Continue the piece about the nurse dismissed for discussing religion with patients, starting right after its final line.
(Beginning of TEXT BLOCK)
Dismissal for discussing religion with patients fair
A nurse’s dismissal for discussing religion with patients after management told her not to was fair. Although an employee has the right to manifest their religion, including through teaching, this does not extend to inappropriate promotion or proselytising of their beliefs. Employers may dismiss employees who seek to promote their religious beliefs at work but only where the employee acts inappropriately. An employee will be acting inappropriately if they ignore a reasonable management instruction.
What was the impact of a nurse ignoring management instruction not to discuss religion with patients?
Ms Kuteh is a Christian. She worked as a nurse and was responsible for assessing patients about to undergo surgery. The matron raised concerns with her after some patients complained that she had initiated unwanted religious discussions during assessments. The matron told her that it was not appropriate to discuss religious views. Ms Kuteh assured her that she would not discuss religion unless a patient asked her to.
In the next couple of months, there were further incidents and three more patients complained. She gave one patient a bible and said she would pray for her. One patient complained she had preached at her and made her feel uncomfortable. The third patient said she told him that the only way to the Lord was through Jesus. She had then gripped his hand, said a prayer and invited him to sing a psalm with her.
What was the Trust’s response to the actions of the nurse?
Following a disciplinary investigation and hearing, the Trust dismissed her for gross misconduct. This was because she had failed to follow a reasonable management instruction, behaved inappropriately and failed to comply with the Nursing and Midwifery Code. The Code prohibits expressing personal beliefs, including religious beliefs, in an inappropriate way.
What was the response of the Nurse to this ruling?
Ms Kuteh claimed her dismissal was unfair. She argued that the Code had to interpreted in a way which was compatible with her right to manifest her religion. This is a right under Article 9 of the European Convention on Human Rights.
What action was required by the employment tribunal?
(End of TEXT BLOCK)
(Beginning of EXTRACTED DATA)
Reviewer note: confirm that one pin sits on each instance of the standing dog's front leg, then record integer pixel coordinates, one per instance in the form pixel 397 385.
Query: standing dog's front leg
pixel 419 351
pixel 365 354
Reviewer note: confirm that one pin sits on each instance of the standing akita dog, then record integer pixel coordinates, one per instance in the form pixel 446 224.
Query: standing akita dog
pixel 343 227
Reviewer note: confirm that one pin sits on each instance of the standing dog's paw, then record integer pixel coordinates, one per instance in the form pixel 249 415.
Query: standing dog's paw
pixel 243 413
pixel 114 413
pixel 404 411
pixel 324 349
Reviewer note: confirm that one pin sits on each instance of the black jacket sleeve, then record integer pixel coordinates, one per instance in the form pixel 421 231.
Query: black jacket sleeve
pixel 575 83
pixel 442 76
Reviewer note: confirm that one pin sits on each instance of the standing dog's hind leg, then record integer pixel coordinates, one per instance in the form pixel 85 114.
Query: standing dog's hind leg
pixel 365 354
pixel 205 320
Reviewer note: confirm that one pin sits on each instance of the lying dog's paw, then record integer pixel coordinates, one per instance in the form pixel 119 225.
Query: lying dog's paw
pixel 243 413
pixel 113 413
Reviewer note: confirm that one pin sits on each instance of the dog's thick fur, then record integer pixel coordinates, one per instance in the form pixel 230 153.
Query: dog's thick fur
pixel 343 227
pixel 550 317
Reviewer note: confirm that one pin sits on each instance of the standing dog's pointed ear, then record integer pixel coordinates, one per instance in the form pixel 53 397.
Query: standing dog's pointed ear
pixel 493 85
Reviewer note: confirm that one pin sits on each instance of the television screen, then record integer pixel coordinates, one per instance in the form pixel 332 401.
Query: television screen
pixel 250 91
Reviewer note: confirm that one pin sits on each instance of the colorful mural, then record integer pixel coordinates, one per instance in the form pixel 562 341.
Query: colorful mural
(End of EXTRACTED DATA)
▶ [OUTPUT BELOW]
The employment tribunal rejected this argument and ruled that her dismissal was fair. Article 9 did not apply. There is a difference between being prevented from manifesting religious beliefs, which is protected by Article 9, and inappropriately proselytising religious beliefs, which is not. Ms Kuteh’s conduct was the latter and so Article 9 did not apply.
Ms Kuteh appealed to the Employment Appeal Tribunal. It ruled that her appeal had no reasonable prospect of success. She appealed to the Court of Appeal.
How did the Court of Appeal rule in this case?
The Court of Appeal ruled that proselytising may be protected by the Article 9 right to manifest your religion. Inappropriate proselytising is not. It went on to rule that it had plainly been open to the employment tribunal to find the dismissal fair. Ms Kuteh had admitted that she had initiated conversations with patients about religion. The matron told her not to do this and she assured the matron she would not. Nevertheless, she continued to do so. The Trust had carried out a fair procedure and dismissal was within the band of reasonable responses open to it.
What was the impact of this case?
Ms Kuteh did not claim that the Trust had discriminated against her because of her religious beliefs when it dismissed her. However, it is unlikely that she would have succeeded in that claim. An employee claiming direct religious discrimination has to show that their employer treated them less favourably because of their religion. However, the reason the Trust dismissed her was not her religion but her conduct in continuing to proselytise or promote her religion after it had instructed her not to.